• _What you are asked to do_: In the article on the song "Headline News," why does Chris Wells of New Musical Express say the song sounds so refreshingly organic? Answer in one to three sentences.

• _Quoted passage_:

Single by Everyday People

from the album You Wash... I'll Dry
- B-side: "Keep Away from Love"
- Released: 12 March 1990
- Length: 4:01 (single version) 5:00 (album version) 7:07 (extended version)
- Label: SBK Records
- Songwriters: Shaun Ward Desi Campbell
- Producer: Stewart Levine

Everyday People singles chronology
|  | "Headline News" (1990) | "I Guess It Doesn't Matter" (1990) |

= Headline News (Everyday People song) =

1990 debut single by Everyday People

"Headline News" is a song by British band Everyday People, which was released in 1990 as the lead single from their only studio album You Wash... I'll Dry. It was written by Shaun Ward and Desi Campbell, and produced by Stewart Levine. "Headline News" reached No. 99 on the UK Singles Chart.

==Critical reception==
Upon its release, Chris Wells of New Musical Express wrote: "See for once here we are dealing with a trio of musicians whose main concern [is] how well they can write, perform and record a song based purely on musical talent. That's why 'Headline News' sounds as refreshingly organic as it does." Lisa Tilston of Record Mirror wrote, "This sounds a little like a hot, groovy George Michael, which isn't meant as an insult. It's that rare thing these days, a soul record that doesn't sound like it has to try too hard. It's also a record you can bop to without a housey beat. But then the singer and bassist are from the late, great pop/funk band Floy Joy, so it's not really surprising."

In the US, Billboard listed the single under their "new and noteworthy" section and described the song as "an uplifting and sophisticated midtempo R&B/pop jam glimmering with subtle vintage Motown nuances." In a review of You Wash... I'll Dry, CD Review wrote: "Songs like "Headline News" fuse a strong, bouncing beat, a beboppin' brass/sax backup section and triadic vocal harmonizing (characteristic of the 1960s Motown sound) with syncopated polyrhythms and a prominent, jerky bass line (popularized in 1970s funk)." Scott Benarde of The Palm Beach Post described the song as "snappy" and "crackling".

• _Data excerpt_:
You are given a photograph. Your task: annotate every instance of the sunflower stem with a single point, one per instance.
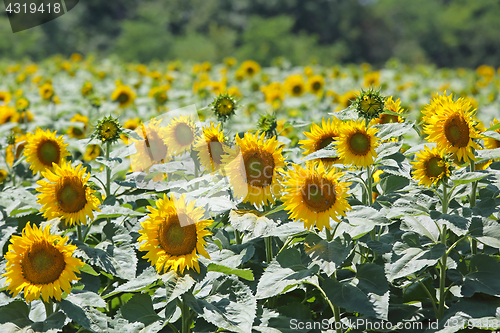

• _Result of this exercise_: Wells says the song sounds refreshingly organic because the band is a trio of musicians whose main concern is how well they can write, perform and record a song based purely on musical talent.